### The records:
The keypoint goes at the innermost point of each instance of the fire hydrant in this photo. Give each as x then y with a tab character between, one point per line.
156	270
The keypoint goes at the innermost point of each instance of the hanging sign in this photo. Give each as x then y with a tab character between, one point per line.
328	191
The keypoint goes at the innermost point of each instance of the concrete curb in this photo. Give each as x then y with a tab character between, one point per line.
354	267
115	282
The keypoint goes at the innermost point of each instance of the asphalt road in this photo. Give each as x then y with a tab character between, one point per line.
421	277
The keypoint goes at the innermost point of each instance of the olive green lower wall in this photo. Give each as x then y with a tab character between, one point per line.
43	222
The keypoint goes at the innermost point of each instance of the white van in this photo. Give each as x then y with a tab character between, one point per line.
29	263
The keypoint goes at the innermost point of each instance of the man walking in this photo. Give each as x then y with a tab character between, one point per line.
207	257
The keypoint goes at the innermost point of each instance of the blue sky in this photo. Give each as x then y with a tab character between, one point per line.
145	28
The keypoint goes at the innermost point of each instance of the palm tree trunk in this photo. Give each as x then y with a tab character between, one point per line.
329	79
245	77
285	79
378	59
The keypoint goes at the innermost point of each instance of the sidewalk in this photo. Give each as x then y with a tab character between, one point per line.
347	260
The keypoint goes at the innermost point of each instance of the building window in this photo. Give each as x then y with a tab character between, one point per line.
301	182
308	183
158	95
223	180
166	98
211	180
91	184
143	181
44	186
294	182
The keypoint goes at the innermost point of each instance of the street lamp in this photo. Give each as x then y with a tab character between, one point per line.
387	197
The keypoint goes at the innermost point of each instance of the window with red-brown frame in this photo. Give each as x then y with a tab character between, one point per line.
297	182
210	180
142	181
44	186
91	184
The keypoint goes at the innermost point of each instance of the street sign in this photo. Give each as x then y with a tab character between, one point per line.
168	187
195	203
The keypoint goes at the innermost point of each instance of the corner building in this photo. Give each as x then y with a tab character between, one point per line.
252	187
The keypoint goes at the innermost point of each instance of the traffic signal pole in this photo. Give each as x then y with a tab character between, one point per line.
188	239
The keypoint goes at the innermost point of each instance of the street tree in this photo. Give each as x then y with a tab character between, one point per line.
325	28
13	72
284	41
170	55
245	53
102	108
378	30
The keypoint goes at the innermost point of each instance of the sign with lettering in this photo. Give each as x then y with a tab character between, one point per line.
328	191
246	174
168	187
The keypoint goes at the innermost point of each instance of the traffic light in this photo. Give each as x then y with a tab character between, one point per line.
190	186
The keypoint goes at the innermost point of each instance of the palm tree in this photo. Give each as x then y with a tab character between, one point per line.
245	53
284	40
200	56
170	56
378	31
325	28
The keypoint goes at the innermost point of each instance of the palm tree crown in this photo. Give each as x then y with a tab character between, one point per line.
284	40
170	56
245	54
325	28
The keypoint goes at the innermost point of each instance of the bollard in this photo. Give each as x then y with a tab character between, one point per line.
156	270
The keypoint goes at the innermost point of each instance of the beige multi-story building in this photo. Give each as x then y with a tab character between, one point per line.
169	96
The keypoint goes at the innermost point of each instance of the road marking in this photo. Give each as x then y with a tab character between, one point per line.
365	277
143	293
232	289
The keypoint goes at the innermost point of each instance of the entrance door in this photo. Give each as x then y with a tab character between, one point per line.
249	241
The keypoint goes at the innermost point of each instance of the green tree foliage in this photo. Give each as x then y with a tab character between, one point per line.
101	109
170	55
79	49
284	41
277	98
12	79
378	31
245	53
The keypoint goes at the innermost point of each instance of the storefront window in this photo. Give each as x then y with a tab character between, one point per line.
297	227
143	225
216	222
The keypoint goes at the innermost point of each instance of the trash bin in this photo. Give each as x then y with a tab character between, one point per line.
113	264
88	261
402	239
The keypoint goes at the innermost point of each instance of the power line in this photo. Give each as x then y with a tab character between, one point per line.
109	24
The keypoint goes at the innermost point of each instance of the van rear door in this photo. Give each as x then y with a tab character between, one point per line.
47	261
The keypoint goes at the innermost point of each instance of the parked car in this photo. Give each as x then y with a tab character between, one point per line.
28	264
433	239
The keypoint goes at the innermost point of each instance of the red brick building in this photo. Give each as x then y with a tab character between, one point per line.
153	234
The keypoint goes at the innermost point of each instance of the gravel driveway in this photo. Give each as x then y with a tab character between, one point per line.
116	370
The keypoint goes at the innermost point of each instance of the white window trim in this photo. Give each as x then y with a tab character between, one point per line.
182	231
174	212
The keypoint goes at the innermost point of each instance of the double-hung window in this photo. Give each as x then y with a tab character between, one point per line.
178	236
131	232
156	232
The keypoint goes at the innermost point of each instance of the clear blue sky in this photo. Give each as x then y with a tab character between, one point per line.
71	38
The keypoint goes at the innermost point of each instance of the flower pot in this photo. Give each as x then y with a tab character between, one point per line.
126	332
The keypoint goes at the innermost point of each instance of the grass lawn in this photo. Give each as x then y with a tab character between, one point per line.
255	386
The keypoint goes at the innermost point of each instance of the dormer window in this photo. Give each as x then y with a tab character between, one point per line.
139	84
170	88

==

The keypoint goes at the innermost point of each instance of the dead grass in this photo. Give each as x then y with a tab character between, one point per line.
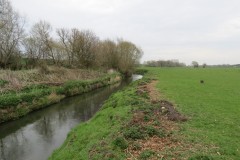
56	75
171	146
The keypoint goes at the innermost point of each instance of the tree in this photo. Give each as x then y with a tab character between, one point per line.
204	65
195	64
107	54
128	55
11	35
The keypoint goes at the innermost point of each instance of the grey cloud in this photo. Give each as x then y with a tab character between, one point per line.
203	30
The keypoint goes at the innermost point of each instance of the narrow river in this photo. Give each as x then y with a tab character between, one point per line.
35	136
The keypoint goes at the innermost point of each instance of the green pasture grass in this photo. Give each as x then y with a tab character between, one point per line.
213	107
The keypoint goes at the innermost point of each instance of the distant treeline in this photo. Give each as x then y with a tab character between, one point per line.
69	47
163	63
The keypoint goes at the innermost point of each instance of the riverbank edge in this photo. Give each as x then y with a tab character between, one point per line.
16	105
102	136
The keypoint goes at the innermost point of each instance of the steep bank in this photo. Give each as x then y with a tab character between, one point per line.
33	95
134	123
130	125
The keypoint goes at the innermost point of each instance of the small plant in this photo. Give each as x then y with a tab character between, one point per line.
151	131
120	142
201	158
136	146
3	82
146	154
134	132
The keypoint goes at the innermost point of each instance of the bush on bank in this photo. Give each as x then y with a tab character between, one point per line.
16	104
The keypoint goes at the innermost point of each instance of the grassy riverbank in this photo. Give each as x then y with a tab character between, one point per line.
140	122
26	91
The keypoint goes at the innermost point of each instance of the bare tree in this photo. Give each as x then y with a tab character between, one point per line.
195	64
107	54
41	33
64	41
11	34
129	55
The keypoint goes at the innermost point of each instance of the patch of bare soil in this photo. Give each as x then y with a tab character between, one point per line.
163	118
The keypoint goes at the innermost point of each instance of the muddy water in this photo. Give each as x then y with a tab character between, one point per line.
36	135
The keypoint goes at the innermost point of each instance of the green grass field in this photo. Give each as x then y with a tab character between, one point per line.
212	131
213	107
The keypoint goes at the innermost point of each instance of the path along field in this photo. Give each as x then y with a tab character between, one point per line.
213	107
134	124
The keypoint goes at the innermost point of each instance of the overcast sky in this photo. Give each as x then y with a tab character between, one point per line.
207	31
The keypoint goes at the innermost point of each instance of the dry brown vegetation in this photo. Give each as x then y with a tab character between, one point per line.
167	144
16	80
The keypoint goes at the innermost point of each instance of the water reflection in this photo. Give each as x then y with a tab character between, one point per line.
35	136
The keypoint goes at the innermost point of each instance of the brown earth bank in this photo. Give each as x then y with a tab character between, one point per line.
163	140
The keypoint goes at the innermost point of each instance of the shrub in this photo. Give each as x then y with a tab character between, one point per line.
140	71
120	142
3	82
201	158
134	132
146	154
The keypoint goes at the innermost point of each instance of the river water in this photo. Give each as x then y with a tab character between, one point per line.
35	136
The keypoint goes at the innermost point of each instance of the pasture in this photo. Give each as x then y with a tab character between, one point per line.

### What to produce:
Count how many lines in the items above contain the string "white", treating uppercase and lowercase as different, and reply with only that number.

### Completed task:
2